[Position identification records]
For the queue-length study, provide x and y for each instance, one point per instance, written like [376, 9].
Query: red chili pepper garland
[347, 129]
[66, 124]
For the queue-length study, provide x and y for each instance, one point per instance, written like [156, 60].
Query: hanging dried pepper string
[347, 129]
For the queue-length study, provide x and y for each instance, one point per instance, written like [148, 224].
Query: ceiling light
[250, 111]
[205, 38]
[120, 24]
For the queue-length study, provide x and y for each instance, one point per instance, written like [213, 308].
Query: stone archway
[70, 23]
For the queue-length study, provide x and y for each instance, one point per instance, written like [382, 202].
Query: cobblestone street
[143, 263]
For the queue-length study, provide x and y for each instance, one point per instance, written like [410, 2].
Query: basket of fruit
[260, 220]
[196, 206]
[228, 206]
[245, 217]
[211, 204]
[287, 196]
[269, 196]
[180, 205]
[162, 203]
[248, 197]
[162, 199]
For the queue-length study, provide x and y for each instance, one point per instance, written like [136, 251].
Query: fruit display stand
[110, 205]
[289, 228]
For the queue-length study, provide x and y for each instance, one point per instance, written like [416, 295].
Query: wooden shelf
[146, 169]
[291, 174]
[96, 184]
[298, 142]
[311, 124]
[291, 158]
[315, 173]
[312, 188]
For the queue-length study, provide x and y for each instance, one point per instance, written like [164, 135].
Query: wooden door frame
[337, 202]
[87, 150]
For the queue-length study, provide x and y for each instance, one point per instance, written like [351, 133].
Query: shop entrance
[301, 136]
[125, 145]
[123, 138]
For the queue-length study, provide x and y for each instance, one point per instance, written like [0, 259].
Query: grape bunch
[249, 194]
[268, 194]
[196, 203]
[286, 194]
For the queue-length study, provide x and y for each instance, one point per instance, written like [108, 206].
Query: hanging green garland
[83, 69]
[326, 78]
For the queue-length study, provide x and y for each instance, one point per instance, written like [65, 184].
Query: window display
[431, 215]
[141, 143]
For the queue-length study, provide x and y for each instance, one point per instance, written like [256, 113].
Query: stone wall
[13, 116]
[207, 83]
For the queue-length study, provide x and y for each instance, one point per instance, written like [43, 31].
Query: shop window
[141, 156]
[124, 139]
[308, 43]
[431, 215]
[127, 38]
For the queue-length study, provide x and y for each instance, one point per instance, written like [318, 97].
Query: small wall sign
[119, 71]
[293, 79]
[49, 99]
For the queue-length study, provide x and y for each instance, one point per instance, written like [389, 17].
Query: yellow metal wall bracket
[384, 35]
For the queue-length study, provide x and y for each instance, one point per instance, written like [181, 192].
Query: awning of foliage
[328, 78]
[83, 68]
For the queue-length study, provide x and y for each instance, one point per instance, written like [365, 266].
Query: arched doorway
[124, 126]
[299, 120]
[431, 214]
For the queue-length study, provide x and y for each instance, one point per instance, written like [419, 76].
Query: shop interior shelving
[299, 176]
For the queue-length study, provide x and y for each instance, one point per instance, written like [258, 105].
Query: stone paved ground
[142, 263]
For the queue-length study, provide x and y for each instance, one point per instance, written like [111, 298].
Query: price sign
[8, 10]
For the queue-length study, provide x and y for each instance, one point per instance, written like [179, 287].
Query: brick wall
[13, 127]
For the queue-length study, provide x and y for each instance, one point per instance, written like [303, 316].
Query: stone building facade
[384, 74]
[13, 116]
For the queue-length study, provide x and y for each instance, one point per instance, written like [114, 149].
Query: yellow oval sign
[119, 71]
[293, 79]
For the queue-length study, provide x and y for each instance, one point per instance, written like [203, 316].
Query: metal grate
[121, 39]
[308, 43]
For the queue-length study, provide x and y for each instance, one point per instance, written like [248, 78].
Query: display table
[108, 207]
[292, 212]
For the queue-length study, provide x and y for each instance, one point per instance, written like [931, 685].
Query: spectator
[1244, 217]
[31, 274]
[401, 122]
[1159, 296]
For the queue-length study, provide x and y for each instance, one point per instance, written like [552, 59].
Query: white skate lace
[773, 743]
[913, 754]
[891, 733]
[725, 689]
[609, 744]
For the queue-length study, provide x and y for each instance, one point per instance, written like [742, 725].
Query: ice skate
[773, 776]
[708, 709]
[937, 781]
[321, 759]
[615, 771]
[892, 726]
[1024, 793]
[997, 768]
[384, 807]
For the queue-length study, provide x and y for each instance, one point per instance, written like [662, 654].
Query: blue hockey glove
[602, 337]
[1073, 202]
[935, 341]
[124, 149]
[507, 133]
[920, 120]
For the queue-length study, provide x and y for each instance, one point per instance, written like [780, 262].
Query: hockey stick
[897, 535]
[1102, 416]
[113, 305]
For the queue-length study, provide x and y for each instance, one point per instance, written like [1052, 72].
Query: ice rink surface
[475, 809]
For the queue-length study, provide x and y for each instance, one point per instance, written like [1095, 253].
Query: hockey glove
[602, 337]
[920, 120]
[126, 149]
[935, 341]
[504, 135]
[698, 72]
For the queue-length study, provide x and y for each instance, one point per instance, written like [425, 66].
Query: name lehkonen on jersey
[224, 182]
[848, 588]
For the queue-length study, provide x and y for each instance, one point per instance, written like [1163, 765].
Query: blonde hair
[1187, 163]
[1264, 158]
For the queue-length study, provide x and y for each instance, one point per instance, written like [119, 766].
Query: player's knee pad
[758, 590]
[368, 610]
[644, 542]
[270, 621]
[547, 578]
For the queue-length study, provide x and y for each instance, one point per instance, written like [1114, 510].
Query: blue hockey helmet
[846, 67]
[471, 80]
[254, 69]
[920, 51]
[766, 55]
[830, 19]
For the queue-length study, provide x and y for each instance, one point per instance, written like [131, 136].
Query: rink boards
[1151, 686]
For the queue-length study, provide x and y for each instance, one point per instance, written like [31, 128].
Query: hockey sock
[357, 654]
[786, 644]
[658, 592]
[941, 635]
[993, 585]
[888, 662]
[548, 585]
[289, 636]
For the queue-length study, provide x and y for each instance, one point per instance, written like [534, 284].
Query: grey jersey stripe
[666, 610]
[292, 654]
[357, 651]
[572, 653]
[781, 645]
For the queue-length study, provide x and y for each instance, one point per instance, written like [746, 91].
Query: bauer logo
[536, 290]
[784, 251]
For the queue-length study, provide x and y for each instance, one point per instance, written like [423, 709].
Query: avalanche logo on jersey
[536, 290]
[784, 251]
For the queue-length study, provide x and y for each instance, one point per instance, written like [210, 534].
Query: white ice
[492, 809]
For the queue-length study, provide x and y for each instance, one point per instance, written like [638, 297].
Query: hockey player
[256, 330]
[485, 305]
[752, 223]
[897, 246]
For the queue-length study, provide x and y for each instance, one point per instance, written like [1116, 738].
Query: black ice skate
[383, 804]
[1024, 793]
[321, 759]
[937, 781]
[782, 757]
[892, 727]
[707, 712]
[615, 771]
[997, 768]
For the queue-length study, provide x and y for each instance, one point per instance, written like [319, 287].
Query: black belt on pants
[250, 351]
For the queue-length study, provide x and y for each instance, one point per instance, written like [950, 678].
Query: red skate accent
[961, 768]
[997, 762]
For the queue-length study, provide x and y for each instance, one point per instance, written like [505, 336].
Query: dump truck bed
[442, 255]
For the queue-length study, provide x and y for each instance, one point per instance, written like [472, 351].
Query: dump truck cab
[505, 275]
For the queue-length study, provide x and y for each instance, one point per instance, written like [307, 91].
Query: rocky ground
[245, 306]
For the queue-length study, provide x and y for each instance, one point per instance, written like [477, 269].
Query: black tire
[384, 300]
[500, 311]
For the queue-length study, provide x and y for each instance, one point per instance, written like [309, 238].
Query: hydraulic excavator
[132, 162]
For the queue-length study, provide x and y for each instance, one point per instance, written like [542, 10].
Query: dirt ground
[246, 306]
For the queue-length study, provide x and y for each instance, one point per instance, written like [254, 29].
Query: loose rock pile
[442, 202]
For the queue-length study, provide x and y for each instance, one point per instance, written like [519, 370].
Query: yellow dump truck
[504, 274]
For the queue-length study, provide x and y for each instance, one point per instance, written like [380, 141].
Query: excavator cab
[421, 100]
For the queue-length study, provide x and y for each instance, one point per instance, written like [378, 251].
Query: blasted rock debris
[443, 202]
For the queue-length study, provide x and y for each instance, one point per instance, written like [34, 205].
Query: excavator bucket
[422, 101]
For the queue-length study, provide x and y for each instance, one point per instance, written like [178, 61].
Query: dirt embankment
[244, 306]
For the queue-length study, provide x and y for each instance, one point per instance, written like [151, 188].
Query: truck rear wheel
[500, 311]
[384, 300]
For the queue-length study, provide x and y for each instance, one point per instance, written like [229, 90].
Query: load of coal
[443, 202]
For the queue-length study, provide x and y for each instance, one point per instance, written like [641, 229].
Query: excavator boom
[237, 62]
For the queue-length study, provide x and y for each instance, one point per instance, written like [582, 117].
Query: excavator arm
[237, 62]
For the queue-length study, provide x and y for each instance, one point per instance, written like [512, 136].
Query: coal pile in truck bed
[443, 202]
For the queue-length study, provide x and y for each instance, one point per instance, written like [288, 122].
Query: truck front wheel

#### EXERCISE DESCRIPTION:
Restate word for word the lines from the one holding "like [229, 90]." to the end of the listing, both ends included, and nothing more.

#### COMPLETED EXERCISE:
For the queue-length study, provide x and y for each instance, one point per instance, written like [229, 90].
Query: load of coal
[443, 202]
For the queue-length study, provide x and y for each instance, one point per instance, written like [641, 229].
Query: excavator boom
[237, 62]
For the queue-length study, provide x and y for each instance, one point per instance, written like [582, 117].
Query: excavator arm
[237, 62]
For the queue-length study, provide x and y for each instance, one point per instance, written like [512, 136].
Query: coal pile in truck bed
[443, 202]
For the queue-length study, provide x and y for each instance, one point per instance, written like [288, 122].
Query: truck front wheel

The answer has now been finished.